═════ TEXT PASSAGE
CouncilDataProject / cdp-frontend

Component library and web app used by CDP instances.
https://councildataproject.org/cdp-frontend
Mozilla Public License 2.0
17 stars 27 forks source link

Add disclaimer about ML generated transcription to event search results page #141

Closed evamaxfield closed 2 years ago

evamaxfield commented 2 years ago

We have known there will always be some transcription errors and until we invest in making our own model, we should at the very least put a disclaimer about them:

To provide event transcripts at low-cost, Council Data Project uses Google Speech-to-Text. The transcriptions may include errors and absurdities. Please understand that our team regrets any miscommunication caused by these errors.

evamaxfield commented 2 years ago

Further thinking about this, maybe we should only show this on the event page if the transcript was generated by a known ML method. We store the generator in the transcript file: https://github.com/CouncilDataProject/cdp-backend/blob/main/cdp_backend/pipeline/transcript_model.py#L174

If the generator matches a regex like: https://github.com/CouncilDataProject/cdp-backend/blob/main/cdp_backend/sr_models/google_cloud_sr_model.py#L248

Then display this disclaimer?

smai-f commented 2 years ago

Hey @JacksonMaxfield , is anyone working on this, and if not, can I pick it up? Mark is in contact with our city about our CDP instance and I think it'd be good to have this disclaimer since all of our transcripts are ML generated.

evamaxfield commented 2 years ago

To my knowledge no one is working on this! Feel free to take it on.

Totally agree that it's a good thing to have haha. Where to put it on the single event page / maybe search page too is the question in my mind.

smai-f commented 2 years ago

@JacksonMaxfield Cool, I'll try a few placements out and see what y'all think!

evamaxfield commented 2 years ago

Wooo! Thanks!

Shak2000 commented 2 years ago

I made a prototype of a few options, and I want to get early feedback:

  1. In the transcript: https://drive.google.com/file/d/1S9pE5ItALlGTng8BQiE0CFX2lmsy4vYl/view?usp=sharing
  2. In the search page: https://drive.google.com/file/d/1kQCa10g3FSBmdl5ogtniRU71uy-yopDf/view?usp=sharing

I can add a box around the text, color the text, or change the font size. I can also put the text below the meetings.
══════════
═════ INFORMATION PROVIDED
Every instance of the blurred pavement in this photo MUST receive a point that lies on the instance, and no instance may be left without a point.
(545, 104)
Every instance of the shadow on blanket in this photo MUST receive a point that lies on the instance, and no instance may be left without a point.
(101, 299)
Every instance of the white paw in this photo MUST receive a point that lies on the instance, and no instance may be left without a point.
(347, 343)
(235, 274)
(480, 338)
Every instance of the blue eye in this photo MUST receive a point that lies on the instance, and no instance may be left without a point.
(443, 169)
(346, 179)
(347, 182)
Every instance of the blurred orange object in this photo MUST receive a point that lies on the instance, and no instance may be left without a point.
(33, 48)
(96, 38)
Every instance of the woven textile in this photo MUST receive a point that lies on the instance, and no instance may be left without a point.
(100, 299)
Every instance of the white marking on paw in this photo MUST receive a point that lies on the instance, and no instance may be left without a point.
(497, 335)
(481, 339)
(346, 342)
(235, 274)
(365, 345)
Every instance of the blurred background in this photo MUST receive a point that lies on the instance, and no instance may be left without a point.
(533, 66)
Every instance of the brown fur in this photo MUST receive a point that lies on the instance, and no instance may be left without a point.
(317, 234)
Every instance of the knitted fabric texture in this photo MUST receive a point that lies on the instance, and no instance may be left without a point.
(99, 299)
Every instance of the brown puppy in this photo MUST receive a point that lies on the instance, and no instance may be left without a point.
══════════
═════ INFORMATION PROVIDED
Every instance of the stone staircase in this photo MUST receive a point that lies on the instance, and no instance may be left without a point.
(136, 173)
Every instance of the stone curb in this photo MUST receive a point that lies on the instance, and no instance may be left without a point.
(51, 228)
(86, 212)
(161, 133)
══════════
═════ INFORMATION PROVIDED
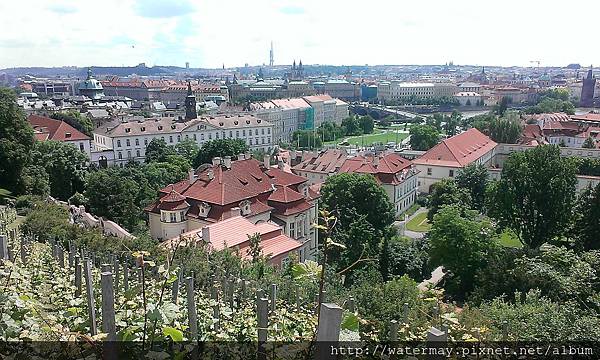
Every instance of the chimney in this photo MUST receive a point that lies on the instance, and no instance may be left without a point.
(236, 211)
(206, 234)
══════════
= COMPLETE THE FOLLOWING =
[1] Write out the passage of the issue thread from "Add disclaimer about" up to and including "by these errors.".
[2] According to the issue thread, which service does Council Data Project use to provide event transcripts at low cost?
None of the rows have anything to do with the issue thread.

= WORKED ANSWERS =
[1]
Add disclaimer about ML generated transcription to event search results page #141

Closed evamaxfield closed 2 years ago

evamaxfield commented 2 years ago

We have known there will always be some transcription errors and until we invest in making our own model, we should at the very least put a disclaimer about them:

To provide event transcripts at low-cost, Council Data Project uses Google Speech-to-Text. The transcriptions may include errors and absurdities. Please understand that our team regrets any miscommunication caused by these errors.

[2] Google Speech-to-Text.